**SUPPLIED PASSAGE:**
Every write goes through _atomic_write: write to <dir>/.filename.tmp, then os.replace to the target. A sync observer (iCloud, Dropbox) sees a single rename event rather than a window during which the file is partially written. Required whenever the knowledge directory lives under a synced folder — and it usually does.

Learnings via compound loop¶

The compound-loop worker writes one markdown file per learning into <knowledge.path>/<compound_loop.learnings_subdir>/ (default <knowledge.path>/learnings/). The structure is identical in spirit to session exports: year-month subdirectories, dated filenames, YAML frontmatter.

For the full flow, see how the memory compound loop works. The key points for the pipeline:

Learnings are write-once. Existing files are not overwritten. This is intentional — a learning is a snapshot of a specific session's insight, and editing it later changes the historical record.

**DATA FOR ANALYSIS:**
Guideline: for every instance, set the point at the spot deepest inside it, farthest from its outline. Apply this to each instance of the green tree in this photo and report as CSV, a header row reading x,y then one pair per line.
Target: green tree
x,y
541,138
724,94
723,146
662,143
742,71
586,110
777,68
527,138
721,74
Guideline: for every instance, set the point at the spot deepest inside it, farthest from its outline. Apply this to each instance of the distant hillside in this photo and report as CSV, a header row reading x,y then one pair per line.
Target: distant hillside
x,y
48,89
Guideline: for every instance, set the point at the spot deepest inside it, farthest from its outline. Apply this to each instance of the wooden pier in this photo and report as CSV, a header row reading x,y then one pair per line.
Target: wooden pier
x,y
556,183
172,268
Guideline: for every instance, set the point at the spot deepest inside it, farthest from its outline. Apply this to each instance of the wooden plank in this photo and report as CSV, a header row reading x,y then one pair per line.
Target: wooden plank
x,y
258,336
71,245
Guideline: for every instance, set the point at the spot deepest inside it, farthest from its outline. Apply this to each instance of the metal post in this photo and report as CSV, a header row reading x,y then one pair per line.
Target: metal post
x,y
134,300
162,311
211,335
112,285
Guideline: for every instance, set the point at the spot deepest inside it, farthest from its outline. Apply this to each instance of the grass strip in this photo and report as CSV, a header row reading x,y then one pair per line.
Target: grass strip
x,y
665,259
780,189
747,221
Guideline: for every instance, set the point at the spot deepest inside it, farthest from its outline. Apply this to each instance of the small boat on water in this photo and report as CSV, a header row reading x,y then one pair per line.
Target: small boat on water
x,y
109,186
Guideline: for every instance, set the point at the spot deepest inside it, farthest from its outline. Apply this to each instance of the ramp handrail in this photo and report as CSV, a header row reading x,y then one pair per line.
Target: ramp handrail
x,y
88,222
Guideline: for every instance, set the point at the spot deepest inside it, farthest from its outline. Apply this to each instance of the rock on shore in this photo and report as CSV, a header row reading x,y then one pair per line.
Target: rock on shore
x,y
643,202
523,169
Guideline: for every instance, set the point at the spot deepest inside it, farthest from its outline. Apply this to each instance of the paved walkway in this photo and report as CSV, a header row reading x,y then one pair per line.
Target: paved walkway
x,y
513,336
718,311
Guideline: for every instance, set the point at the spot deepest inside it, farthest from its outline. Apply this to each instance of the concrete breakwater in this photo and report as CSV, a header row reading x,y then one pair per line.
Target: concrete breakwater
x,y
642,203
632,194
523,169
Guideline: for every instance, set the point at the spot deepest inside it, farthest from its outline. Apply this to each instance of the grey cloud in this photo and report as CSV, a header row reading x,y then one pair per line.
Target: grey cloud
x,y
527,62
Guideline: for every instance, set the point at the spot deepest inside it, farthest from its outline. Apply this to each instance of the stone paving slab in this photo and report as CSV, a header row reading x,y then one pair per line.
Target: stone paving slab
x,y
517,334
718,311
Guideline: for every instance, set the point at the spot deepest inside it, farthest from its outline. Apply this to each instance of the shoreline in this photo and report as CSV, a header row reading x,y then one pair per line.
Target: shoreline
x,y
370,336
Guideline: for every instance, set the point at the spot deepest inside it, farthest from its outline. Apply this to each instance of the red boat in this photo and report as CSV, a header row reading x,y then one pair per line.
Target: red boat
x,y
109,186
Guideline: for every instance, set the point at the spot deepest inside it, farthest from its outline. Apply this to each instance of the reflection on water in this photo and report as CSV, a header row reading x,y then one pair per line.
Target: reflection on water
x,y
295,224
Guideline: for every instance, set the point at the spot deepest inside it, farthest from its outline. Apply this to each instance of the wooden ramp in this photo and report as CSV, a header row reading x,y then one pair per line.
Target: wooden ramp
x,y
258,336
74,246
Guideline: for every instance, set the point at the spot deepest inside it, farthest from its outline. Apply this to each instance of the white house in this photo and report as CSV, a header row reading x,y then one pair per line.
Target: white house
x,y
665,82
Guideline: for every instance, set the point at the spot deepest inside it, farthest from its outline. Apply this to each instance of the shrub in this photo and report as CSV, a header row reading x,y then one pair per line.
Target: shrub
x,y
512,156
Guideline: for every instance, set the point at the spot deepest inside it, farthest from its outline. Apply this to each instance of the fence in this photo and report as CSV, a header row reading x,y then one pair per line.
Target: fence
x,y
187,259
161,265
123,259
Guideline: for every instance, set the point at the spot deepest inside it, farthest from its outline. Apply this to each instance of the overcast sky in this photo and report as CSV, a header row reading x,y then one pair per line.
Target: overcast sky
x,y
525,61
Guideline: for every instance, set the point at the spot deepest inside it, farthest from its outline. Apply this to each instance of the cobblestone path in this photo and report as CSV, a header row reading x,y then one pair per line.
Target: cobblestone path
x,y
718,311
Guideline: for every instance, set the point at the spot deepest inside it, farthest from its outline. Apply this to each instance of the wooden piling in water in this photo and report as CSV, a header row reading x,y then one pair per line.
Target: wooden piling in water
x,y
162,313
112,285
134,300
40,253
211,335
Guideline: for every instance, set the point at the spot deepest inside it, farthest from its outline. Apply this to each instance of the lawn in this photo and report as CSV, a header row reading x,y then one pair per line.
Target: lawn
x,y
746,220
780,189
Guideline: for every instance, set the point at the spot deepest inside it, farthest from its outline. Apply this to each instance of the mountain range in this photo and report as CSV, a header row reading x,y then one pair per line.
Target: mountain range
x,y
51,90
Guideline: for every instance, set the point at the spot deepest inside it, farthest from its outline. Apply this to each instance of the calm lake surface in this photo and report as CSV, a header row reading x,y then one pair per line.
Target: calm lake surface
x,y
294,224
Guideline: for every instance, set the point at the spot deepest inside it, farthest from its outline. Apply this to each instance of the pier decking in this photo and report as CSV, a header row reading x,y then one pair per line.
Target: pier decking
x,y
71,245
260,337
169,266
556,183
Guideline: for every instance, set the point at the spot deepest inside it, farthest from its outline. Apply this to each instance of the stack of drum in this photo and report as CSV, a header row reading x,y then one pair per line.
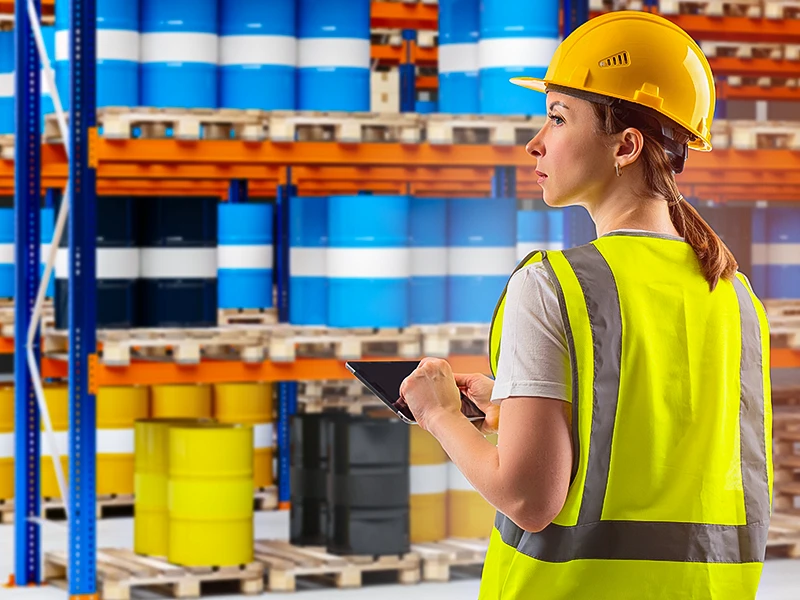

**TASKS TO PERFORM:**
A: Answer these from the passage on atomic writes and learnings:
(i) Where does _atomic_write put the temporary file before the rename?
(ii) What is the default directory for learnings?
(iii) What happens to existing learning files?
B: Return everything in the passage on atomic writes and learnings from "Every write goes" down to "it usually does.", word for word.

**OUTPUTS IN ORDER:**
A:
(i) <dir>/.filename.tmp
(ii) <knowledge.path>/learnings/
(iii) They are not overwritten.

B:
Every write goes through _atomic_write: write to <dir>/.filename.tmp, then os.replace to the target. A sync observer (iCloud, Dropbox) sees a single rename event rather than a window during which the file is partially written. Required whenever the knowledge directory lives under a synced folder — and it usually does.